■ EXTRACTED TEXT
Okorafor-Mbachu gives us a fascinating and well-informed critique of the "magical negro" construct. In the article, she questions its origins, which seem lost in time. However, I'd like to suggest that the lost origins of this construct are not only still quite current but also likely to become a growing issue for fantastic genre modes: that is, a white-identified, European-American sense of separation from folk roots, out of which magical ideation almost always springs in narrative. Celtic folks roots have become the commonplace amongst contemporary white writers as the source of magic. However, the very commodification of Celtic folk roots within American culture has rendered that mode less authentic as well as less immediately creative. I sat not a year ago with a white Canadian fantasy writer who bemoaned her own lack of minority origins. She wanted to move away from Celtic sources--which she could not even legitimately own, given her English and German heritage--but did not feel she should appropriate minority cultures (that is cultures of color) for her work.

So, white writers have turned to other folk traditions as sources of magic, those which are related to their own more broadly American (or Canadian, etc.) social cultures, if not originating, ancestral ones. These writers tend, like King, to be ones who hold liberal attitudes toward race. Their assignation of magic (that is, folk authenticity) and nobility (sacrifice) to minorities has to do, I would argue, not with an implicit denigration of or utility value for people of color, but a growing sense of their own (white) race's disconnect from an authentic culture of origin (the reasons for this are complicated, but have to do with the general decline of white ethnic identity in the media, the atomization of society and movement away from family and community traditions centering on ethnicity among whites, an increased minority cultural presence that monologizes white identity).

Moreover, I'd like to suggest that these white writers are motivated not just by a sense of their own culture's inadequacy as a source of magic, but equally importantly by the sense of minority culture's having preserved a greater link to their cultural traditions, even if these are ones fabricated through a romanticized white imagination. Moreover, to liberal whites, minority figures become especially desirable as morally privileged figures because of their people's historical victimization. Although Okorafor-Mbachu makes a good point that the magical negro figure may actually reproduce such patterns of victimization through the minority figure's objectification, effacement, and function as an assist to whites, the figure also achieves its empowerment through the logic of victim politics (which, in the modern literary period and after also led to Jewish folk tradition as a source of fantasy, one that may even be reflected in the extra-narrative but now hip Kabbalah movement among the goyim). Contemporary writers' self-consciousness about the magical negro / noble minority construct has become so pronounced, that often we are now able to see a new turn on the old screw: blacks are being given heroic and leadership positions, such as the Oracle and Morpheus of The Matrix, and whites (especially older white men) are being given villain positions (God, Agent Smith, the Judas). Moreover, the usual protagonists of fantasy and action films, which have long been white male rebels over more conservatively scripted white male heroes, are now shifting toward female and minority figures.

■ WRITTEN TASK 1
Can you output the rows word for word, from the line containing "Where can the khaki" through the end of the rows, with both ends included?
The rows below have no connection to the commentary.

Dataset rows on where objects are located
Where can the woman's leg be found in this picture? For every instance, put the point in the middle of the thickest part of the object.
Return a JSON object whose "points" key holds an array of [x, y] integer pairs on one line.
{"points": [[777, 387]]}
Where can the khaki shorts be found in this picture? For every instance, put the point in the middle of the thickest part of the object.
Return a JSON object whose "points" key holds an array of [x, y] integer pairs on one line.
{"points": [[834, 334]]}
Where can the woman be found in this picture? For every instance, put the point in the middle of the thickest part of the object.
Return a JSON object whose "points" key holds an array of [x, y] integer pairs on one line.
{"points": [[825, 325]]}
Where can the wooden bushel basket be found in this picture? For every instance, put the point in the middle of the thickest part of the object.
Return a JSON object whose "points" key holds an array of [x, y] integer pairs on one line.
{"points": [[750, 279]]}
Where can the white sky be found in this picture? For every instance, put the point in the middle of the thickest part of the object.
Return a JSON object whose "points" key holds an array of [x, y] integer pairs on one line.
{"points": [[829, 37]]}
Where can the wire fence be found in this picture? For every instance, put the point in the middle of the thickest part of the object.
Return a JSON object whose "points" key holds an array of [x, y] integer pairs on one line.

■ WRITTEN TASK 2
Could you continue the commentary on the "magical negro" construct, starting after its last sentence?

■ EXERCISE OUTPUT 1
Where can the khaki shorts be found in this picture? For every instance, put the point in the middle of the thickest part of the object.
Return a JSON object whose "points" key holds an array of [x, y] integer pairs on one line.
{"points": [[834, 334]]}
Where can the woman be found in this picture? For every instance, put the point in the middle of the thickest part of the object.
Return a JSON object whose "points" key holds an array of [x, y] integer pairs on one line.
{"points": [[825, 325]]}
Where can the wooden bushel basket be found in this picture? For every instance, put the point in the middle of the thickest part of the object.
Return a JSON object whose "points" key holds an array of [x, y] integer pairs on one line.
{"points": [[750, 279]]}
Where can the white sky be found in this picture? For every instance, put the point in the middle of the thickest part of the object.
Return a JSON object whose "points" key holds an array of [x, y] integer pairs on one line.
{"points": [[829, 37]]}
Where can the wire fence be found in this picture? For every instance, put the point in the middle of the thickest part of the object.
Return a JSON object whose "points" key holds an array of [x, y] integer pairs on one line.

■ EXERCISE OUTPUT 2
In American action cinema of the last decade or so, I have noticed a corresponding increase not only in the regular presence of a black male amongst the survivors of violence, when the main protagonist / hero is a white male, but a tendency of that black male to either be the sole survivor with a white female (the white male hero makes the sacrifice) or to the one who sacrifices himself that the white male and white female might have a romantic ending. The pattern is so pronounced that it is possible to predict that last three individuals standing at the end of films, based solely on gender and color. The motivation for this is a desire for inclusiveness, for multicultural sensitivity, for racial awareness on Hollywood's part. We can find claim -- and reasonably so -- that this is Hollywood's not having gone far enough, or American society's not having come far enough. But, the fact remains that this is likely a transitional strategy that seeks greater inclusiveness and cultural prestige for minorities.

The problem for fantasy authorship, however, remains: Where can or should white European-American writers go for an authentic (seeming) source of magic in their work? What can they legitimately own? What folk roots are left to them, given on the one hand the overexposure and tired exploitation of existing origins (however tenuous time renders them) and on the other hand the cultural revision of those roots into something perhaps less than heroic and socially inclusive?